+++ Data shown +++
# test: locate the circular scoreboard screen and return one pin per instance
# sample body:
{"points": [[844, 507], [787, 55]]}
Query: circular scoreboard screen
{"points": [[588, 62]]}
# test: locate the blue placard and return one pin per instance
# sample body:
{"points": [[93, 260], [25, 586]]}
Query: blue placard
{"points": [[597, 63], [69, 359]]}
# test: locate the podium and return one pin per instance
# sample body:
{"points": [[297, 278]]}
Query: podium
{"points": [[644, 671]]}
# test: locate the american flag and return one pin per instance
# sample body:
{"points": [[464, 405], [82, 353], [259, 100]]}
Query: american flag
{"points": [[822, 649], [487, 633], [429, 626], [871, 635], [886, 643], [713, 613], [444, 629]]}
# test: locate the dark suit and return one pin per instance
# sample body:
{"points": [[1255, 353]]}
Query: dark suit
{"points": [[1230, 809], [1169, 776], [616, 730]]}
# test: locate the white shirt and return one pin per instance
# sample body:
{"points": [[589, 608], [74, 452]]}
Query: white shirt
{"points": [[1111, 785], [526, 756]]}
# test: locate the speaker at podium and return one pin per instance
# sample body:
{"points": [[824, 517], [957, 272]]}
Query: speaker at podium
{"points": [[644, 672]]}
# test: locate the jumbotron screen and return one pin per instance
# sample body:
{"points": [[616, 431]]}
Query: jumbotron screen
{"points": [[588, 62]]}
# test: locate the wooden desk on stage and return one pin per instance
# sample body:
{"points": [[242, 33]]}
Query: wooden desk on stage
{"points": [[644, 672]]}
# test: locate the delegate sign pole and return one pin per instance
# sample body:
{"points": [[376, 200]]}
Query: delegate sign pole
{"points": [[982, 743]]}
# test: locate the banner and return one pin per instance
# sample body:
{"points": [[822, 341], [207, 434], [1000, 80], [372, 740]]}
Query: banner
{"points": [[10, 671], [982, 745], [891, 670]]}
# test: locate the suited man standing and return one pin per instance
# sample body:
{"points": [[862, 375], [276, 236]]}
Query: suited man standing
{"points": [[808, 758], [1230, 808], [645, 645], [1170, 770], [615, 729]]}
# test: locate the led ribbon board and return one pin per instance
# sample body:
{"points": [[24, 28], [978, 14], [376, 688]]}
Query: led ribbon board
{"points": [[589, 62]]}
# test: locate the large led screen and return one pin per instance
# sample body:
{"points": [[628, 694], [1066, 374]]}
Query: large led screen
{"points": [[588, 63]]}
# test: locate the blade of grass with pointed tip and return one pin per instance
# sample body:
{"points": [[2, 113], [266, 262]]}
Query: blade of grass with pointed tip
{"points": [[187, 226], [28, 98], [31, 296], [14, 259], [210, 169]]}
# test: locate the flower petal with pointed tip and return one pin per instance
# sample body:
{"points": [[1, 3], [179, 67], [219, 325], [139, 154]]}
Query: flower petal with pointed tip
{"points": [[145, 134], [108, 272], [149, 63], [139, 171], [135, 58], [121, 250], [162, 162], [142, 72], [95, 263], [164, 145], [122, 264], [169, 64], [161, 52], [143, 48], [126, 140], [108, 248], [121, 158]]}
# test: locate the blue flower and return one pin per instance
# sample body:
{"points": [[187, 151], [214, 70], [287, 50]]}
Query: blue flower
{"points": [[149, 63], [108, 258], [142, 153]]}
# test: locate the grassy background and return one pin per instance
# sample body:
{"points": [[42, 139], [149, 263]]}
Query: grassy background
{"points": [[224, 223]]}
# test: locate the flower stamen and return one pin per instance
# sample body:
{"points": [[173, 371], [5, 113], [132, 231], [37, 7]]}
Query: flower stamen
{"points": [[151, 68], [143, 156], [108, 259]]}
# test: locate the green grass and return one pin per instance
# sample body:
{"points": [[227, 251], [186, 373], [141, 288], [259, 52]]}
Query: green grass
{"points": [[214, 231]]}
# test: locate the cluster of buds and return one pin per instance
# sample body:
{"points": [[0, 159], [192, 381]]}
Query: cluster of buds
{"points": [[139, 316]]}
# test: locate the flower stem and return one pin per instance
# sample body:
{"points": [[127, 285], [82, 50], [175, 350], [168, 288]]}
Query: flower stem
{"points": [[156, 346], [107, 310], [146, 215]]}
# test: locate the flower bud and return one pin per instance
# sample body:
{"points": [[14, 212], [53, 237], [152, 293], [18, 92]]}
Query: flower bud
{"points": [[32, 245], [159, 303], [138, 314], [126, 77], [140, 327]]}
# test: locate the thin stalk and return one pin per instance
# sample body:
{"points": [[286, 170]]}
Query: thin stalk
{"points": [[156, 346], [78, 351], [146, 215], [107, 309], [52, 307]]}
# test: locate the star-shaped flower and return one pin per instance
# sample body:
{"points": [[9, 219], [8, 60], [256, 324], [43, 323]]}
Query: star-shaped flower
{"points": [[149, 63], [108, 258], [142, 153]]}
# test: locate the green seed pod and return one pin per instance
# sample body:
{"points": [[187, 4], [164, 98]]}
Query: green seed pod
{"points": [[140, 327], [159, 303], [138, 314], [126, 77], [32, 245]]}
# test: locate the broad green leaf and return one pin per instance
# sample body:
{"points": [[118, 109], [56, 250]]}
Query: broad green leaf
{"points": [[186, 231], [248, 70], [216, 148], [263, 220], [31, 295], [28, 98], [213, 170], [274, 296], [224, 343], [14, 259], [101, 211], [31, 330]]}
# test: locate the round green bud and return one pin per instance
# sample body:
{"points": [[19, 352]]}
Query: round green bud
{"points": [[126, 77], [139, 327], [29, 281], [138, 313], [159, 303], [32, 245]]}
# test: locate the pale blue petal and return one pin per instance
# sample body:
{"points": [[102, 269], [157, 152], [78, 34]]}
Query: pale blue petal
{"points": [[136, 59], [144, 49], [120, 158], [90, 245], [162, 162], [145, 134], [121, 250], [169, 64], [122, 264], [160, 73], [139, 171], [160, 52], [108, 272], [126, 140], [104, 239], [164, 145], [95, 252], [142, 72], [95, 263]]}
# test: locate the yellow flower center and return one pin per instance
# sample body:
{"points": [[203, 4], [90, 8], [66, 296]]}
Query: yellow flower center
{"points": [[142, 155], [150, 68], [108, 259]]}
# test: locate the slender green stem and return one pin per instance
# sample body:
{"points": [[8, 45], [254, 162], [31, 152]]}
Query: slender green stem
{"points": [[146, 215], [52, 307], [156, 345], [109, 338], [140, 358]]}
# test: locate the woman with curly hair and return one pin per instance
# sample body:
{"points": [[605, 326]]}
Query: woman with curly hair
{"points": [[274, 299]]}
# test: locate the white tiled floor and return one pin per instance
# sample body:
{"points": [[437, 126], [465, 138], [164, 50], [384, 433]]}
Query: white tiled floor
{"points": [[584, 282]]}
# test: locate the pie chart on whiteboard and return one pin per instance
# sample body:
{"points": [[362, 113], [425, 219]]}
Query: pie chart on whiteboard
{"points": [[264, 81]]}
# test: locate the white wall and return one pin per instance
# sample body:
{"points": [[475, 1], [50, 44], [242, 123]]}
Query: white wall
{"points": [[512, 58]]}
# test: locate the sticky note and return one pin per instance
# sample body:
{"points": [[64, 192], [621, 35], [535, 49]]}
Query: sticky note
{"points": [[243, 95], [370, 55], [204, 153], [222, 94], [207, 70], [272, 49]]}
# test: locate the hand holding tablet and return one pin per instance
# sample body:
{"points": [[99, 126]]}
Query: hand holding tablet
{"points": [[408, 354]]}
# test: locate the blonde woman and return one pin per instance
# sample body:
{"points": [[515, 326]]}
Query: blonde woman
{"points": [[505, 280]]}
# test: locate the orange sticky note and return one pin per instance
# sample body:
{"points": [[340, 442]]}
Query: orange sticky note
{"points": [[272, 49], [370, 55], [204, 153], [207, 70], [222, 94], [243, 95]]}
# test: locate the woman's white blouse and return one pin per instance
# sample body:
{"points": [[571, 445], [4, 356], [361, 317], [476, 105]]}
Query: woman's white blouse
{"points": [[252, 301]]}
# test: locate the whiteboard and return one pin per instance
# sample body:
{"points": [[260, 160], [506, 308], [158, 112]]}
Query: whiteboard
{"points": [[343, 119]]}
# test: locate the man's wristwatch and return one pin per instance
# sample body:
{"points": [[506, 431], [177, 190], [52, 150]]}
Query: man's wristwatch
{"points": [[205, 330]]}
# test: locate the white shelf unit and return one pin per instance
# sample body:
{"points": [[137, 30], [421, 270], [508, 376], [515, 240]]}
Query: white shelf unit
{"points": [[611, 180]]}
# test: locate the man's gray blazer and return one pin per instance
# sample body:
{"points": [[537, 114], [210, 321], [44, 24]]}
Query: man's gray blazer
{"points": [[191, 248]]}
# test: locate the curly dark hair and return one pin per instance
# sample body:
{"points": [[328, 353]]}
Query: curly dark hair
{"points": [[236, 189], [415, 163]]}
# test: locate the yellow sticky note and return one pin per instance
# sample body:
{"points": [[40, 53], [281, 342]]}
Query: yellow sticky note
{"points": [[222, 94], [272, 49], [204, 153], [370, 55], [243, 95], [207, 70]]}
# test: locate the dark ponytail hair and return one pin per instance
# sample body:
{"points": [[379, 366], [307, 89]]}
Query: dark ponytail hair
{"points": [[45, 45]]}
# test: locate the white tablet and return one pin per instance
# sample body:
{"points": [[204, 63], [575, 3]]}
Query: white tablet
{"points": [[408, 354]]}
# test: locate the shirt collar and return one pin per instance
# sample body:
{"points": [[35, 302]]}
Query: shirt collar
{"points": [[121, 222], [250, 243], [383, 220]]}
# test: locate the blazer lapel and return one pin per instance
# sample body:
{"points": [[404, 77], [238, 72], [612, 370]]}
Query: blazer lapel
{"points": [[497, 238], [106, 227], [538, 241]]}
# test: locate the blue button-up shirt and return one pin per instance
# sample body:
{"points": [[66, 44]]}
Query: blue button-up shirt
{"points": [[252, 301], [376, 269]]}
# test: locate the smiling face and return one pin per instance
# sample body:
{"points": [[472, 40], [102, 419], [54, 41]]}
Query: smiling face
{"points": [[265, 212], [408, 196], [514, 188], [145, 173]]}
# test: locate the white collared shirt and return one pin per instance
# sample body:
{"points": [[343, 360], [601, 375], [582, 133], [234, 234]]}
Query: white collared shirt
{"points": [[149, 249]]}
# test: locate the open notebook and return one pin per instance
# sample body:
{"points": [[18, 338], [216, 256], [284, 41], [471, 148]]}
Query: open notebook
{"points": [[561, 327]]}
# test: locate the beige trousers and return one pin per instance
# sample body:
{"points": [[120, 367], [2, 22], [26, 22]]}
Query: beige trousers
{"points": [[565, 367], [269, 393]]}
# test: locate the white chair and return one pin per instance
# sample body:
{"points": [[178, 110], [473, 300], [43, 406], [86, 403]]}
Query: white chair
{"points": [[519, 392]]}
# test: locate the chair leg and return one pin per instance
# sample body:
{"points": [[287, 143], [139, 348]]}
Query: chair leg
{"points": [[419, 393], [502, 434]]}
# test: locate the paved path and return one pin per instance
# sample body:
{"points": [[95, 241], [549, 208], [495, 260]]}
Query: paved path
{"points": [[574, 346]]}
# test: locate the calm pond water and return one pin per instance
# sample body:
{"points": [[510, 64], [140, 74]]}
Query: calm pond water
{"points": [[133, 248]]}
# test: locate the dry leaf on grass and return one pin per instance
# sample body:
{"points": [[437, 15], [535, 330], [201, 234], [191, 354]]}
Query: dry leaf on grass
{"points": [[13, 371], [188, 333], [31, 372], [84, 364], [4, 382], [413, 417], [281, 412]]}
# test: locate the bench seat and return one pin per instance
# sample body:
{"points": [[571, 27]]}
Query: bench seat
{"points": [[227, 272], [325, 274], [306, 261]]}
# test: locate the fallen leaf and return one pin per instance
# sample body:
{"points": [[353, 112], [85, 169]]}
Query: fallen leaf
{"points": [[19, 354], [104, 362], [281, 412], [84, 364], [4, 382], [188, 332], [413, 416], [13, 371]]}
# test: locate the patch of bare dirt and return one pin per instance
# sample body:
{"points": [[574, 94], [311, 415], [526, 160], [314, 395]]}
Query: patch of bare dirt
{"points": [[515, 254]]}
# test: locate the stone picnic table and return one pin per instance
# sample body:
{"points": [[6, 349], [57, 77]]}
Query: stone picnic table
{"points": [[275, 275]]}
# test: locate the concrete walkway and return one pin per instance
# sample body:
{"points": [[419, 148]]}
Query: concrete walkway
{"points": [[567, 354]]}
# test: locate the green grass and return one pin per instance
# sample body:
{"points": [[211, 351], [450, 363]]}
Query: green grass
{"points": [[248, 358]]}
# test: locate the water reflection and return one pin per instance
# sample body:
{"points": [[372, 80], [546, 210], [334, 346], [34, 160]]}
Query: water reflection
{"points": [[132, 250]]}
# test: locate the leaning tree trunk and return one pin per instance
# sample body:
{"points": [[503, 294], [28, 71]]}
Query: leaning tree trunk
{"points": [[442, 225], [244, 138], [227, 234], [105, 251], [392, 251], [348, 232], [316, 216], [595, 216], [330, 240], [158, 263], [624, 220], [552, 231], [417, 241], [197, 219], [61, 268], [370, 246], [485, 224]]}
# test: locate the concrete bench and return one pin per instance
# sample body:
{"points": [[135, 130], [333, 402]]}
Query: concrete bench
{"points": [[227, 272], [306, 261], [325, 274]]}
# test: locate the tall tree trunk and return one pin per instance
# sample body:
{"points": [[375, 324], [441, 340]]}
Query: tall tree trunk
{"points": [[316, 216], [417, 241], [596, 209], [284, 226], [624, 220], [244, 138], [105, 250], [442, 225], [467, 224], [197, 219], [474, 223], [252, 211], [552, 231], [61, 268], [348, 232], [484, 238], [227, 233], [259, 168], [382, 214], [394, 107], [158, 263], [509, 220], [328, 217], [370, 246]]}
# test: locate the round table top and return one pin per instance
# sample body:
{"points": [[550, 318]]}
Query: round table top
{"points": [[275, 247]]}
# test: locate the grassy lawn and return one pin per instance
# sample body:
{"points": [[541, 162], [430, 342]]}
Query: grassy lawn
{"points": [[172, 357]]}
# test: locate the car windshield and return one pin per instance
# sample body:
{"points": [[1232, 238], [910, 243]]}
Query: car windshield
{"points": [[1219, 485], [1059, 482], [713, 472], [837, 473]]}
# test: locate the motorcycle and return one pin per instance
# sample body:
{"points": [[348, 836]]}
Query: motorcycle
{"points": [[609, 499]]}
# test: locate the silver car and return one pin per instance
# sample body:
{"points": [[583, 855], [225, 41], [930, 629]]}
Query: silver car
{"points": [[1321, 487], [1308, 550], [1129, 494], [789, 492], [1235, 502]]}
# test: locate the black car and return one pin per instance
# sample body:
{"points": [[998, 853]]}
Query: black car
+++
◆ What needs to be done: Give again the lines from the line holding "# test: locate the tall" through the close of the listing, both included, exactly as written and with nothing else.

◆ Worked solution:
# test: locate the tall tree trunk and return one pin per instance
# sample body:
{"points": [[375, 324], [441, 340]]}
Query: tall tree trunk
{"points": [[316, 216], [417, 241], [596, 209], [284, 226], [624, 220], [244, 138], [105, 250], [442, 225], [467, 224], [197, 219], [474, 223], [252, 211], [552, 231], [61, 268], [348, 232], [484, 238], [227, 233], [259, 168], [382, 214], [394, 107], [158, 263], [509, 220], [328, 217], [370, 246]]}
# test: locate the round table top and return one pin per instance
# sample body:
{"points": [[550, 318]]}
Query: round table top
{"points": [[275, 247]]}
# test: locate the grassy lawn and return one pin per instance
# sample body:
{"points": [[541, 162], [430, 342]]}
Query: grassy lawn
{"points": [[172, 357]]}
# test: locate the car windshield and return one pin per instance
# sample body:
{"points": [[1232, 238], [910, 243]]}
Query: car windshield
{"points": [[1219, 485], [1059, 482], [713, 472], [837, 473]]}
# test: locate the motorcycle and return one pin per instance
# sample body:
{"points": [[348, 836]]}
Query: motorcycle
{"points": [[609, 499]]}
# test: locate the silver car and return one pin per instance
# sample body:
{"points": [[583, 855], [225, 41], [930, 629]]}
Query: silver car
{"points": [[1321, 487], [1308, 550], [1129, 494], [789, 492], [1235, 502]]}
# test: locate the black car and return one pin per instance
# sample body:
{"points": [[998, 853]]}
Query: black car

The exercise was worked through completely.